--- Data supplied Enclosed Below ---

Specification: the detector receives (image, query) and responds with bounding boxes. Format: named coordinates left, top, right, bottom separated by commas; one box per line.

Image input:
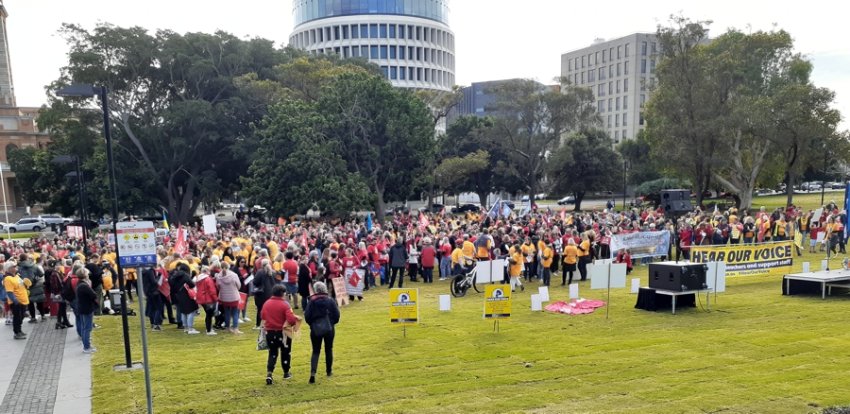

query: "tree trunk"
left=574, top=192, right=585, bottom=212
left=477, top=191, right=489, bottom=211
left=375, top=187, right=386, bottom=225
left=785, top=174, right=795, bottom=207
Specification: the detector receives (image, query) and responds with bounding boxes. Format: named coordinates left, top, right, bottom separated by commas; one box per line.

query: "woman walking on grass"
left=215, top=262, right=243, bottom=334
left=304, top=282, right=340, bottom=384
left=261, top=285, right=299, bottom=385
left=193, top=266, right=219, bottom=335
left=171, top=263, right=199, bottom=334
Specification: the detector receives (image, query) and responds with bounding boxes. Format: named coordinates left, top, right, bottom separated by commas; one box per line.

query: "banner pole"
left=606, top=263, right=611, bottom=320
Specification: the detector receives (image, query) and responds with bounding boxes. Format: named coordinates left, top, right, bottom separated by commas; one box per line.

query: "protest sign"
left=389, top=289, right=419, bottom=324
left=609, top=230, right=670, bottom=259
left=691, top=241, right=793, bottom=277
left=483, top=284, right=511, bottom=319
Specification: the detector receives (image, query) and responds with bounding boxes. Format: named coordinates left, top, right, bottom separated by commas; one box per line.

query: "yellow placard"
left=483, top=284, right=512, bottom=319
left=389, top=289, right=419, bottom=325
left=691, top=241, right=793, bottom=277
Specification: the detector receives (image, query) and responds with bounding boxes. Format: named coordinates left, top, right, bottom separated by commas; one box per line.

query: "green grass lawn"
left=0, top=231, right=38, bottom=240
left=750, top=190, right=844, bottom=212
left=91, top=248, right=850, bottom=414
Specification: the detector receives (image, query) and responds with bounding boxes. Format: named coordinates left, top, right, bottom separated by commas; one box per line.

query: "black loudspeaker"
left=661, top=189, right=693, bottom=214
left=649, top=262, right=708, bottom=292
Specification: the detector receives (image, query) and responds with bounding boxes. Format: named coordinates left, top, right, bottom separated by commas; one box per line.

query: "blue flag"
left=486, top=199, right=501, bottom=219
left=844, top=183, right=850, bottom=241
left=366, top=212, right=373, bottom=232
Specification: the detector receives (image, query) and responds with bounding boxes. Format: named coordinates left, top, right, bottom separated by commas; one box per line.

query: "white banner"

--- End of Enclosed Data supplied ---

▸ Activity: What you return should be the entries from above, unchanged and without their images.

▸ Solved exercise:
Specification: the detector receives (image, query) and responds with bounding boxes. Format: named coordinates left, top, right, bottom separated by commas; one box per line.

Image input:

query: "tree trunk"
left=574, top=192, right=585, bottom=212
left=477, top=191, right=489, bottom=211
left=375, top=187, right=386, bottom=225
left=785, top=174, right=795, bottom=207
Specification: the detector receives (image, query) and responds with bounding boxes. Format: named coordinates left, top, right, bottom separated by commas; one box per line.

query: "woman walking on grass"
left=215, top=262, right=243, bottom=334
left=304, top=282, right=340, bottom=384
left=261, top=285, right=299, bottom=385
left=193, top=266, right=219, bottom=335
left=171, top=263, right=199, bottom=334
Specification: the detector receives (image, query) and responds with bounding boxes. Format: named coordinates left, top, right, bottom separated by commas; one box per line.

query: "banner pole"
left=606, top=263, right=611, bottom=320
Specification: the detector receives (image, query) and responds with bounding boxes. Format: named coordinates left, top, right, bottom separated by commas; one box per line.

query: "protest sign"
left=389, top=289, right=419, bottom=324
left=609, top=230, right=670, bottom=259
left=691, top=241, right=793, bottom=277
left=483, top=284, right=511, bottom=319
Specification: the detector receives (image, query) and responds with bounding boxes. Format: named coordinates left, top, right, bottom separated by commas; one box per line.

query: "yellow placard"
left=483, top=284, right=512, bottom=319
left=389, top=289, right=419, bottom=325
left=691, top=241, right=793, bottom=277
Specification: the detector receives (image, query) and responds with bounding boxes. Format: named coordinates left, top, right, bottom separated by commas; one box per line.

query: "green grass lawn"
left=0, top=231, right=38, bottom=240
left=750, top=190, right=844, bottom=212
left=91, top=248, right=850, bottom=414
Specification: the detector receives (image, query) and responds with bounding boxes. Format: named coordinates left, top, right, bottom separated by commas; one box per line.

query: "black loudspeaker"
left=661, top=189, right=693, bottom=214
left=649, top=262, right=708, bottom=292
Specification: the detector receives (image, query) and responds with bounding boxes. Format: named coordinates left, top, right, bottom separated by commas; one box per line.

query: "blue flag"
left=486, top=199, right=501, bottom=219
left=844, top=183, right=850, bottom=241
left=366, top=212, right=373, bottom=232
Specification: the detector receives (image, query) and responds with bounding boxes. Format: named coordinates left, top, right, bottom separated by commas; one box per line.

query: "white banner"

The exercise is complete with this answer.